_Description of the task_. Filter the records below and copy every line containing the word "open".

Phrase grounding data:

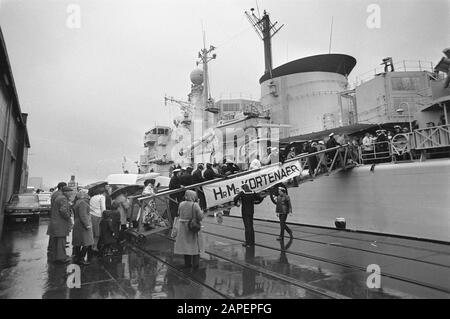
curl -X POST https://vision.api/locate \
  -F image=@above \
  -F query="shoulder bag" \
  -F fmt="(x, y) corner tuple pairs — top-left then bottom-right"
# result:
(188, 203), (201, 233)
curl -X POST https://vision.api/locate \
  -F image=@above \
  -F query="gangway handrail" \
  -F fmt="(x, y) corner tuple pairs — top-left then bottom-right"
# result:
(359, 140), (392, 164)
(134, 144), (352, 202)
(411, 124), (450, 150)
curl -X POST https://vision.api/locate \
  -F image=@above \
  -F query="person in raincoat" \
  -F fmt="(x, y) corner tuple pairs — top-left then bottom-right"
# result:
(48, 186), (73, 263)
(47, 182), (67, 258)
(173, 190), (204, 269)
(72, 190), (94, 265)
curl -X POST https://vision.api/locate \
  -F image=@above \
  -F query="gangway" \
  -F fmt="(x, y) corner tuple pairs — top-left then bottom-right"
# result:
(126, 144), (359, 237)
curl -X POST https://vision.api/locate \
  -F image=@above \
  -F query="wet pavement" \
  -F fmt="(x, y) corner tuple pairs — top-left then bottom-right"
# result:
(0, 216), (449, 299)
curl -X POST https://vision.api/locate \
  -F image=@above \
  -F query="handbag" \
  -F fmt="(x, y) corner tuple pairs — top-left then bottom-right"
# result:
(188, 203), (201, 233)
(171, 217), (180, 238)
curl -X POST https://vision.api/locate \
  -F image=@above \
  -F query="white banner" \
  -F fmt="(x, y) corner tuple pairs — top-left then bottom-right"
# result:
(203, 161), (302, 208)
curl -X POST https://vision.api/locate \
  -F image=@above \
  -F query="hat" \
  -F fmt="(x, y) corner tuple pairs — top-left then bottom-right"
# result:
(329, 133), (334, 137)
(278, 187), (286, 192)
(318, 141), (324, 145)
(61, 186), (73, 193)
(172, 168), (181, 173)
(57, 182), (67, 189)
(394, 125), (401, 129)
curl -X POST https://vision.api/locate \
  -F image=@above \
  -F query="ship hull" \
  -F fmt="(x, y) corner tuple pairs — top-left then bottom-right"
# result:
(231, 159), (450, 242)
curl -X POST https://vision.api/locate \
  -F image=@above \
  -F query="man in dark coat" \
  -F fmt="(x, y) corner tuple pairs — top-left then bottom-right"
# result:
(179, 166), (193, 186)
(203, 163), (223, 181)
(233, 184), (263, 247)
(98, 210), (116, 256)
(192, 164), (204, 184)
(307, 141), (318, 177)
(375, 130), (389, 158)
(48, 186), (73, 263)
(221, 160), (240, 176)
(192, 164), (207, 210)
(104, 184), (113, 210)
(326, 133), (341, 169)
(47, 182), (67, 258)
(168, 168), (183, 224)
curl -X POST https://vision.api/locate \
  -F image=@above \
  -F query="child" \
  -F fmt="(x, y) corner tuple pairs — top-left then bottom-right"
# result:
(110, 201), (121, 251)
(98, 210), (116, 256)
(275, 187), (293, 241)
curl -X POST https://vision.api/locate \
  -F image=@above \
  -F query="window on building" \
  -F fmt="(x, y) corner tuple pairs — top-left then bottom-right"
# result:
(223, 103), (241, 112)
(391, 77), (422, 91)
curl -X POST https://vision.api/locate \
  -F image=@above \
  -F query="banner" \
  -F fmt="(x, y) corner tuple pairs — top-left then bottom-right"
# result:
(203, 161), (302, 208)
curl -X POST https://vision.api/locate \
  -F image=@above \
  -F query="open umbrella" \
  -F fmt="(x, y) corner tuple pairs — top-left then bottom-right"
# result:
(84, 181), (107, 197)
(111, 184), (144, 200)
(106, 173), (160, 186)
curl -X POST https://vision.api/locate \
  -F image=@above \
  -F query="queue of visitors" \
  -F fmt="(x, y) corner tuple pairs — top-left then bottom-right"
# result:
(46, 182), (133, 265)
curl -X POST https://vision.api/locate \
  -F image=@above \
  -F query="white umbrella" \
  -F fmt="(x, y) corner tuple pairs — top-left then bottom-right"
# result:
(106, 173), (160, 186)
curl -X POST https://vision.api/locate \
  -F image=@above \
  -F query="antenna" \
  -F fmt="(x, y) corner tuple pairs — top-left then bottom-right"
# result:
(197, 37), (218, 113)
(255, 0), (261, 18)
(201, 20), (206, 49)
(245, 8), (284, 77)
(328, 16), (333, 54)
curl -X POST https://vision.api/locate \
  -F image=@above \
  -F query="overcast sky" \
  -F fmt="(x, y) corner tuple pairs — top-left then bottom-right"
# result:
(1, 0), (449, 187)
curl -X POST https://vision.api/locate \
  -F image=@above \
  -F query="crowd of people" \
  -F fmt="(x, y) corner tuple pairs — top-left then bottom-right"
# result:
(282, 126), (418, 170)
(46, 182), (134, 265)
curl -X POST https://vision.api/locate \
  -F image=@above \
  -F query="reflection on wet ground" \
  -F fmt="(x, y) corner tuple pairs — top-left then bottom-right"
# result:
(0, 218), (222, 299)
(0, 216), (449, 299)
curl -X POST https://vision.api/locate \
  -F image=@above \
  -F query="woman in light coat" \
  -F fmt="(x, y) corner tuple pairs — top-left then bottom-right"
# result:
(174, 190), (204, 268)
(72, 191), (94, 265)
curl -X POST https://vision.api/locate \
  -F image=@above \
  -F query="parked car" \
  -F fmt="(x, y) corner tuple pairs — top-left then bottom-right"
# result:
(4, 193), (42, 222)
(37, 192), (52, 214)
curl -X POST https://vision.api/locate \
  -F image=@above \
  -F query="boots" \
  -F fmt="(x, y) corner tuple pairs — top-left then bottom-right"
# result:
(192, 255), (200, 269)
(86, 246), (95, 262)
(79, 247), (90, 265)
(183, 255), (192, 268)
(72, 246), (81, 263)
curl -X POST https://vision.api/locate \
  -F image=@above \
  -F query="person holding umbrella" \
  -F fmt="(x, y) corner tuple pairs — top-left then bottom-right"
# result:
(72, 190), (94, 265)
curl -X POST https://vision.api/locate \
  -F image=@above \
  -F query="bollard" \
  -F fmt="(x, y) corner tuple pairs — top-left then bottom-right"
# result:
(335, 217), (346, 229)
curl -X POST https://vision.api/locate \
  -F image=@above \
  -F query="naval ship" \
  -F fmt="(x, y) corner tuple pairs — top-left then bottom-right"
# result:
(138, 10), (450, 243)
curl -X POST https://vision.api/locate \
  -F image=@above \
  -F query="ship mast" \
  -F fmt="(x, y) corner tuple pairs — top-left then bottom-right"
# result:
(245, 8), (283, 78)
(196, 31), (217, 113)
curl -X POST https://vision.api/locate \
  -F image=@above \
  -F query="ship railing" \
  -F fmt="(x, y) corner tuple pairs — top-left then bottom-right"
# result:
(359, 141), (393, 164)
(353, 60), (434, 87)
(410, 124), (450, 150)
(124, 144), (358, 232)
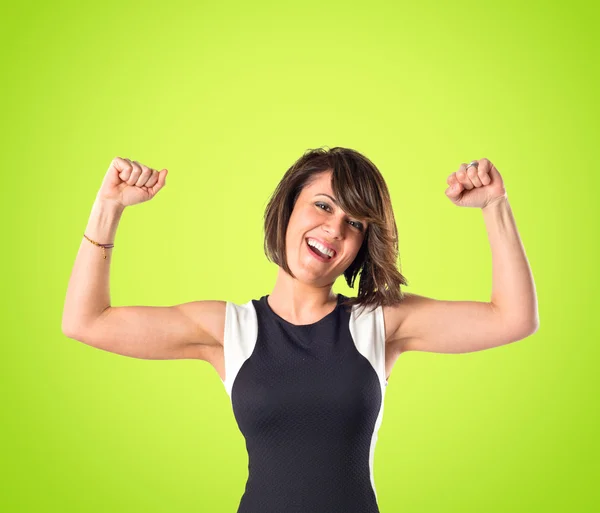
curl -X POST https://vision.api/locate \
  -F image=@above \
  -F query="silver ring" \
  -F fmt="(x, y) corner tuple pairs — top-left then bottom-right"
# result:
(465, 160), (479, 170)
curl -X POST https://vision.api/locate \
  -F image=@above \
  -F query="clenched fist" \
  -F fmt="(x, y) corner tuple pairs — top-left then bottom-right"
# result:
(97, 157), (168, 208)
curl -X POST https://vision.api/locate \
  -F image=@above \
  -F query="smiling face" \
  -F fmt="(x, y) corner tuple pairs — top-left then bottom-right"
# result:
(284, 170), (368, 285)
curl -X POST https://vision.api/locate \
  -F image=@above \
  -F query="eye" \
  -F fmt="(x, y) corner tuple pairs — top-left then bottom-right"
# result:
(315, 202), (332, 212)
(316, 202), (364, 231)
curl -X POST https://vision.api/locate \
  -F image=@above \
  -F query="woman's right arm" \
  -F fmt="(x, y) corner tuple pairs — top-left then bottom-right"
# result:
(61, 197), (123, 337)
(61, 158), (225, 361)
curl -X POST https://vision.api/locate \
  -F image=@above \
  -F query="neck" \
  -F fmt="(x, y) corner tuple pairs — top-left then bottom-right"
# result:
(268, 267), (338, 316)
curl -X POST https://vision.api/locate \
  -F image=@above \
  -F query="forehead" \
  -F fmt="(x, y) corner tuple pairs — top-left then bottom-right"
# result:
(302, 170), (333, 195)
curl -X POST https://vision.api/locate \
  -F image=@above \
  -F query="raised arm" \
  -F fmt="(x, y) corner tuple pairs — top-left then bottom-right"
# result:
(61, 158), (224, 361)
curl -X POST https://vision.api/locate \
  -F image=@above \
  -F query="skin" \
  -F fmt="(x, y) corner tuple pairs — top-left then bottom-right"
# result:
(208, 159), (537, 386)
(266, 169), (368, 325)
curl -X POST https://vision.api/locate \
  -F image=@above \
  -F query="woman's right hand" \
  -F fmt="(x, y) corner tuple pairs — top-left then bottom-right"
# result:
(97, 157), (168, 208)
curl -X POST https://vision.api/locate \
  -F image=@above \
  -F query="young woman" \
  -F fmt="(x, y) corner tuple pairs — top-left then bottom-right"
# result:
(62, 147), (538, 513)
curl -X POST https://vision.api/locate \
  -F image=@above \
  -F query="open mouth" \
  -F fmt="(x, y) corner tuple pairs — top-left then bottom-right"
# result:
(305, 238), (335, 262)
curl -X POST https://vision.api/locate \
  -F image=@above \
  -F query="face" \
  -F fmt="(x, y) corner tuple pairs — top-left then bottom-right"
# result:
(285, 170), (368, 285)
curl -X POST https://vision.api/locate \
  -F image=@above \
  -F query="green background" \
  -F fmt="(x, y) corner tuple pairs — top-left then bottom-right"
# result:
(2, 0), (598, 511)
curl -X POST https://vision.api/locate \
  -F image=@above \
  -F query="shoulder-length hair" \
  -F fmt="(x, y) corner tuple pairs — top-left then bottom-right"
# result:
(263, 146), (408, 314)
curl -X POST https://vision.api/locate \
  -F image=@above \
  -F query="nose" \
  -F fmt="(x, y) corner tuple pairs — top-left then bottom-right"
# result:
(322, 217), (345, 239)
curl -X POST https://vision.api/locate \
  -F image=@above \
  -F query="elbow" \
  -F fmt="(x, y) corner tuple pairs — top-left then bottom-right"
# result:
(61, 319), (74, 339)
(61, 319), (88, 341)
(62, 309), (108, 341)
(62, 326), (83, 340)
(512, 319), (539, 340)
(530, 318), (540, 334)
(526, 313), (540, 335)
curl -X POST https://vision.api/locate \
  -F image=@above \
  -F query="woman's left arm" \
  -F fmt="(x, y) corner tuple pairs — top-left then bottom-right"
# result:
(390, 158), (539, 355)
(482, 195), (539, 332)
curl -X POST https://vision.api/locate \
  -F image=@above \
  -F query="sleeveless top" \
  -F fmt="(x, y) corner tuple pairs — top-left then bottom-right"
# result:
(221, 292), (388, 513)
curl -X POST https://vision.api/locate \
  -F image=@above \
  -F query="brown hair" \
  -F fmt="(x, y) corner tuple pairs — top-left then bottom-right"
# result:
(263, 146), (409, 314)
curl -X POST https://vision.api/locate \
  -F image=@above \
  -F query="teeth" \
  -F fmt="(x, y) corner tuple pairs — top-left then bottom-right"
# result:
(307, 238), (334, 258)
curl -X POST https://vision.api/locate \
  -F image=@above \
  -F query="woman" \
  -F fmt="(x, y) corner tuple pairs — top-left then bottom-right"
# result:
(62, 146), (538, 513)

_Answer below_.
  -F query="open umbrella" \
  -F query="open mouth" \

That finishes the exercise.